__Records for processing__

+===+

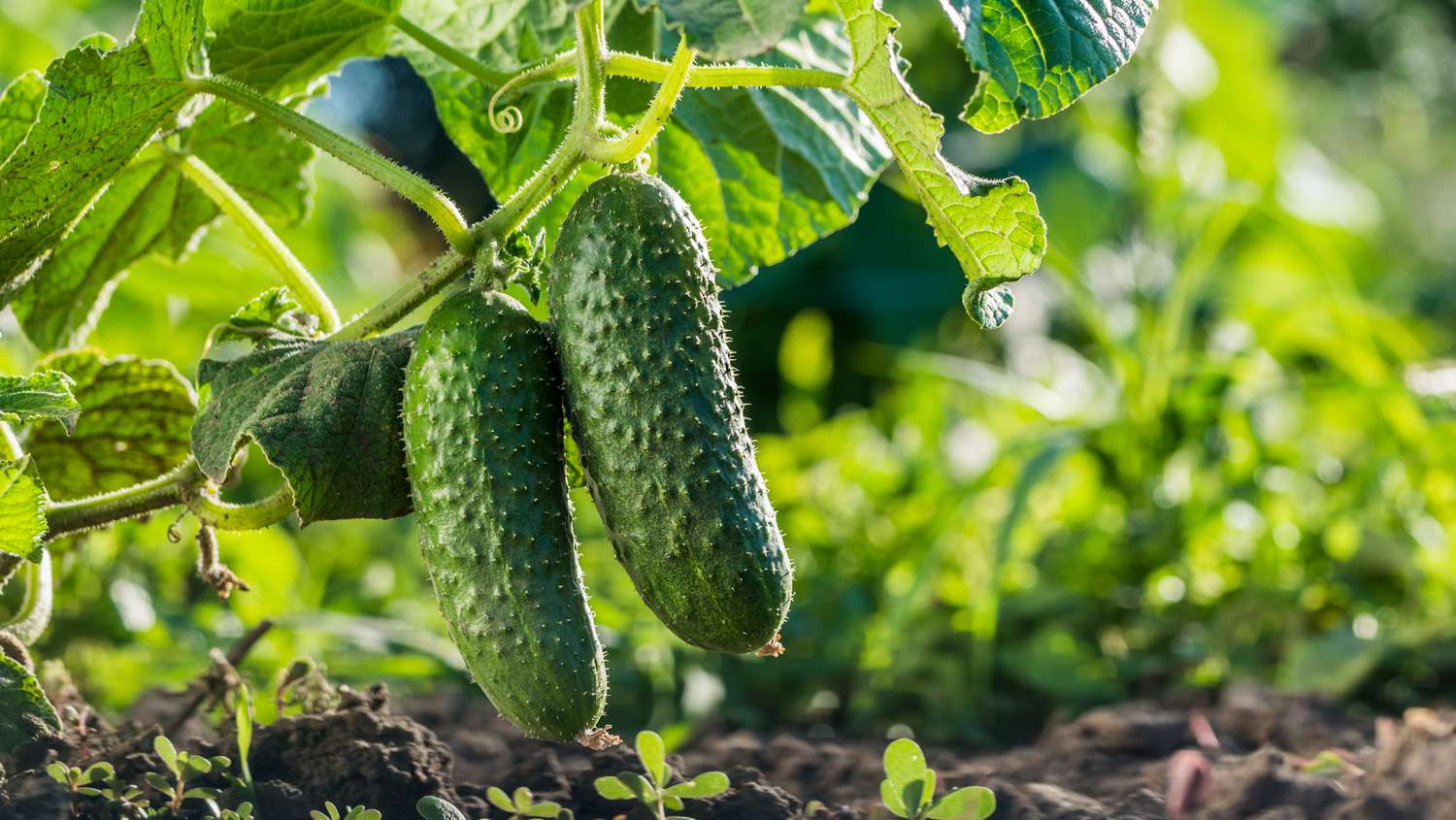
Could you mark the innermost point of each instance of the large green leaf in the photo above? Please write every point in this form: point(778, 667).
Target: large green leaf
point(25, 712)
point(326, 414)
point(101, 108)
point(19, 104)
point(154, 209)
point(766, 171)
point(1040, 55)
point(992, 226)
point(22, 510)
point(731, 29)
point(44, 393)
point(134, 424)
point(281, 47)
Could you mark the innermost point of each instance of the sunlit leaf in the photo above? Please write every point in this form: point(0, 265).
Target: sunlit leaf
point(992, 226)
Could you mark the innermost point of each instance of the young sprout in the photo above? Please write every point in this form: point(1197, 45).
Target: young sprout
point(909, 790)
point(654, 790)
point(521, 803)
point(437, 808)
point(183, 768)
point(352, 813)
point(79, 781)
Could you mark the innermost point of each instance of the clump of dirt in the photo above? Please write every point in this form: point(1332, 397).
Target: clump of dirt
point(1249, 755)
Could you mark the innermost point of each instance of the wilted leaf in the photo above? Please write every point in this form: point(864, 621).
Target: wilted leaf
point(326, 414)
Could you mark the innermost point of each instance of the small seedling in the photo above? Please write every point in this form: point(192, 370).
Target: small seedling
point(244, 811)
point(183, 768)
point(654, 790)
point(351, 813)
point(81, 781)
point(909, 790)
point(521, 803)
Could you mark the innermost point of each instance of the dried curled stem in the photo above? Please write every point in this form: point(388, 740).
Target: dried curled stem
point(212, 567)
point(774, 648)
point(599, 738)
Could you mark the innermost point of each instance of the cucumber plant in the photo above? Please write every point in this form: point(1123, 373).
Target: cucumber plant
point(760, 131)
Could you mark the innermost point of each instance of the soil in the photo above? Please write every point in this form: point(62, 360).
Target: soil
point(1251, 755)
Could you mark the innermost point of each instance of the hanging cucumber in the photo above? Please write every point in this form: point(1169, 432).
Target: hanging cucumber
point(655, 411)
point(483, 443)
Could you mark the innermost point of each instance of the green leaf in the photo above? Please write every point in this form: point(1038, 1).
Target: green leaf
point(134, 423)
point(163, 747)
point(992, 226)
point(890, 796)
point(326, 414)
point(731, 29)
point(652, 753)
point(268, 319)
point(22, 510)
point(989, 308)
point(25, 712)
point(19, 104)
point(613, 788)
point(766, 171)
point(281, 47)
point(500, 799)
point(972, 803)
point(1039, 58)
point(905, 762)
point(436, 808)
point(172, 34)
point(772, 171)
point(44, 393)
point(708, 784)
point(101, 108)
point(154, 209)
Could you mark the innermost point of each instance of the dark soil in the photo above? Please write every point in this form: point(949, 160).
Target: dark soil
point(1245, 758)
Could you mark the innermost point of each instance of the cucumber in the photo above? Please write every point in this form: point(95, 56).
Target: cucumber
point(655, 410)
point(486, 468)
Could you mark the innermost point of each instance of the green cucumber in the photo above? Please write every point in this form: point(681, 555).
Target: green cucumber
point(655, 410)
point(486, 468)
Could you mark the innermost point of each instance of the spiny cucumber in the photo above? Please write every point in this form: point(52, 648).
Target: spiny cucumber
point(483, 444)
point(655, 410)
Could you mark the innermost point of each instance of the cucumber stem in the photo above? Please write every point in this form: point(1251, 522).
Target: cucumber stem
point(311, 294)
point(626, 148)
point(367, 160)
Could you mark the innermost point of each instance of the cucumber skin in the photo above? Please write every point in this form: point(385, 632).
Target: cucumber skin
point(486, 468)
point(655, 410)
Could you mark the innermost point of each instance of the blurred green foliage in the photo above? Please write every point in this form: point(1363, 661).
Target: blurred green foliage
point(1197, 453)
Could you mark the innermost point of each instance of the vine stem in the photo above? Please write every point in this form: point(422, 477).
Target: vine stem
point(623, 148)
point(450, 54)
point(311, 294)
point(517, 207)
point(372, 163)
point(255, 516)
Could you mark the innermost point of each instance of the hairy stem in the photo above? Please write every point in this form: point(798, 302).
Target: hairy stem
point(591, 79)
point(626, 148)
point(220, 514)
point(372, 163)
point(81, 514)
point(638, 67)
point(34, 616)
point(311, 294)
point(450, 54)
point(649, 70)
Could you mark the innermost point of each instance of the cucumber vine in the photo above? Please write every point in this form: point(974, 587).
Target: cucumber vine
point(113, 122)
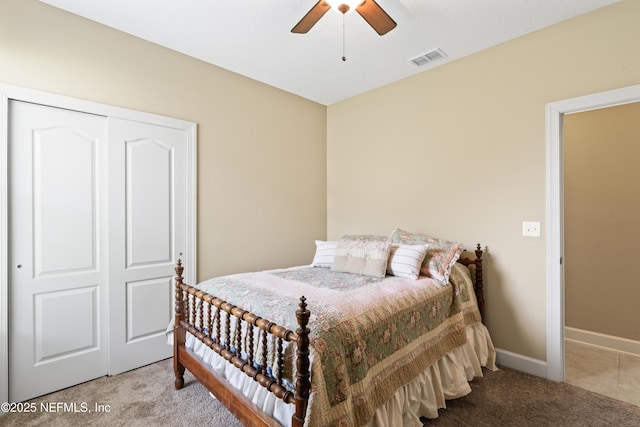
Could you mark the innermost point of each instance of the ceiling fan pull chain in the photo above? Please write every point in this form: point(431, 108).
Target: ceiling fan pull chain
point(344, 58)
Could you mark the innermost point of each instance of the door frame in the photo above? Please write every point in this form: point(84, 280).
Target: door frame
point(11, 92)
point(555, 213)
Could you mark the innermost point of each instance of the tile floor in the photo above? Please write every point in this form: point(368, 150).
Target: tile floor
point(609, 372)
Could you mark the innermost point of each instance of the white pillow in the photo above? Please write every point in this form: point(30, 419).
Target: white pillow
point(325, 251)
point(406, 260)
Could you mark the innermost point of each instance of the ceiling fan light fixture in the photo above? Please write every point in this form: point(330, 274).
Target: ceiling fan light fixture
point(338, 5)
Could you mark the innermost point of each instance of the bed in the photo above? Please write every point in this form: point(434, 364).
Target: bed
point(377, 331)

+===+

__Set exercise__
Convert all of the material above into a Markdown table with the columns Row and Text, with one numbered row for each line. Leave out the pictures and any blank lines.

__Correct result__
| Row | Text |
|---|---|
| 1 | Could you mark the innermost point of each instance of the large green leaf in the photo above? Please write every point in this form: point(778, 667). |
| 2 | Target: large green leaf |
| 3 | point(25, 712) |
| 4 | point(326, 414) |
| 5 | point(101, 108) |
| 6 | point(19, 104) |
| 7 | point(154, 209) |
| 8 | point(766, 171) |
| 9 | point(1040, 55) |
| 10 | point(992, 226) |
| 11 | point(22, 510) |
| 12 | point(731, 29) |
| 13 | point(44, 393) |
| 14 | point(134, 424) |
| 15 | point(281, 47) |
| 16 | Could you mark the innermost point of each instance of the sunlit leaf in the photo above? Please write every point in this form: point(0, 265). |
| 17 | Target: sunlit leaf |
| 18 | point(992, 226) |
| 19 | Could you mark the innermost point of each instance of the young sprout in the photo above? Please write every point in this form: point(1197, 45). |
| 20 | Target: young sprout |
| 21 | point(909, 790) |
| 22 | point(654, 790) |
| 23 | point(521, 803) |
| 24 | point(437, 808) |
| 25 | point(183, 768) |
| 26 | point(352, 813) |
| 27 | point(79, 781) |
| 28 | Could you mark the innermost point of each instance of the clump of dirt in the photo above? Please write every point in this form: point(1332, 397). |
| 29 | Target: clump of dirt |
| 30 | point(1249, 755) |
| 31 | Could you mark the innermost point of each instance of the wilted leaf in the photo above? Please write every point in this form: point(864, 621). |
| 32 | Target: wilted leaf |
| 33 | point(326, 414) |
| 34 | Could you mark the innermost point of each instance of the small seedling in the photo above? Please write every point in this form: point(192, 370). |
| 35 | Target: small seedling |
| 36 | point(244, 811) |
| 37 | point(183, 768) |
| 38 | point(654, 790) |
| 39 | point(351, 813) |
| 40 | point(81, 781) |
| 41 | point(909, 790) |
| 42 | point(521, 803) |
| 43 | Could you mark the innermost point of each instance of the dried curled stem in the photo above? Please write every point in this form: point(388, 740). |
| 44 | Target: dried curled stem |
| 45 | point(212, 567) |
| 46 | point(774, 648) |
| 47 | point(599, 738) |
| 48 | Could you mark the innermost point of each instance of the cucumber plant in the photo above? Please write every point in this form: point(1123, 373). |
| 49 | Target: cucumber plant |
| 50 | point(760, 131) |
| 51 | Could you mark the innermost point of each instance of the soil in the photo above? Please write every point in this form: point(62, 360). |
| 52 | Target: soil |
| 53 | point(1251, 755) |
| 54 | Could you mark the innermost point of each instance of the hanging cucumber in the photo above? Please write every point in this form: point(1169, 432). |
| 55 | Target: hanging cucumber |
| 56 | point(655, 411) |
| 57 | point(483, 443) |
| 58 | Could you mark the innermost point of each instance of the green leaf in the photo above? Please write every point in this form: point(1038, 1). |
| 59 | Target: green leaf |
| 60 | point(134, 423) |
| 61 | point(163, 747) |
| 62 | point(992, 226) |
| 63 | point(890, 796) |
| 64 | point(326, 414) |
| 65 | point(731, 29) |
| 66 | point(652, 753) |
| 67 | point(268, 319) |
| 68 | point(22, 510) |
| 69 | point(989, 308) |
| 70 | point(25, 712) |
| 71 | point(19, 104) |
| 72 | point(613, 788) |
| 73 | point(766, 171) |
| 74 | point(281, 47) |
| 75 | point(500, 799) |
| 76 | point(972, 803) |
| 77 | point(1039, 58) |
| 78 | point(905, 762) |
| 79 | point(436, 808) |
| 80 | point(172, 34) |
| 81 | point(772, 171) |
| 82 | point(44, 393) |
| 83 | point(708, 784) |
| 84 | point(101, 108) |
| 85 | point(154, 209) |
| 86 | Could you mark the innermost point of each instance of the dark soil in the photo above? Please write every point in this form: point(949, 160). |
| 87 | Target: dark soil |
| 88 | point(1245, 758) |
| 89 | Could you mark the innermost point of each instance of the cucumber in the photo above? Please write every point in this form: point(95, 56). |
| 90 | Target: cucumber |
| 91 | point(655, 410) |
| 92 | point(486, 468) |
| 93 | Could you mark the innermost point of each instance of the green cucumber in the photo above? Please write every point in this form: point(681, 555). |
| 94 | Target: green cucumber |
| 95 | point(655, 410) |
| 96 | point(486, 468) |
| 97 | Could you mark the innermost point of each instance of the spiny cucumber in the photo above? Please write every point in this form: point(52, 648). |
| 98 | Target: spiny cucumber |
| 99 | point(483, 444) |
| 100 | point(655, 410) |
| 101 | Could you mark the innermost point of each instance of the cucumber stem in the photo above? Please write every point in this form: point(1251, 522). |
| 102 | Target: cucumber stem |
| 103 | point(311, 294) |
| 104 | point(626, 148) |
| 105 | point(367, 160) |
| 106 | Could you mark the innermost point of each instance of the cucumber skin in the photo above? Please write every point in this form: point(385, 632). |
| 107 | Target: cucumber skin |
| 108 | point(486, 468) |
| 109 | point(655, 410) |
| 110 | Could you mark the innermost point of each instance of the blurred green foliage in the photo above? Please write every point in this form: point(1363, 661). |
| 111 | Target: blurred green foliage |
| 112 | point(1197, 453) |
| 113 | Could you mark the innermost point of each instance of the vine stem in the photo above? Please write every point in this form: point(422, 477). |
| 114 | Target: vine stem |
| 115 | point(623, 148) |
| 116 | point(450, 54) |
| 117 | point(311, 294) |
| 118 | point(517, 207) |
| 119 | point(372, 163) |
| 120 | point(255, 516) |
| 121 | Could you mark the innermost point of each instance of the hairy stem in the photo above? Please write every point in this form: point(798, 302). |
| 122 | Target: hairy stem |
| 123 | point(591, 79) |
| 124 | point(626, 148) |
| 125 | point(220, 514) |
| 126 | point(372, 163) |
| 127 | point(81, 514) |
| 128 | point(638, 67) |
| 129 | point(34, 616) |
| 130 | point(311, 294) |
| 131 | point(450, 54) |
| 132 | point(649, 70) |
| 133 | Could you mark the innermost point of each instance of the cucumber vine in the photo above? Please write every point in this form: point(974, 587). |
| 134 | Target: cucumber vine |
| 135 | point(113, 122) |
| 136 | Could you mark the innermost point of each instance of the ceiling fan pull chain in the photo above? Please write every point in this form: point(431, 108). |
| 137 | Target: ceiling fan pull chain |
| 138 | point(344, 58) |
| 139 | Could you mark the innermost point of each instance of the door frame in the photo above? Please write every point in this form: point(84, 280). |
| 140 | Target: door frame |
| 141 | point(11, 92) |
| 142 | point(555, 213) |
| 143 | Could you mark the innermost point of each instance of the tile floor in the photo above? Please write every point in this form: point(368, 150). |
| 144 | Target: tile floor |
| 145 | point(609, 372) |
| 146 | Could you mark the innermost point of each instance of the white pillow in the photo above? Please write every point in this form: point(30, 419). |
| 147 | Target: white pillow |
| 148 | point(325, 251) |
| 149 | point(406, 260) |
| 150 | Could you mark the innermost point of each instance of the ceiling fan light fixture in the photo above? Please write every point in this form: point(330, 274). |
| 151 | Target: ceiling fan light fixture |
| 152 | point(338, 5) |
| 153 | Could you mark the innermost point of each instance of the bed in the photo above? Please write every point in this form: point(434, 364). |
| 154 | Target: bed |
| 155 | point(377, 331) |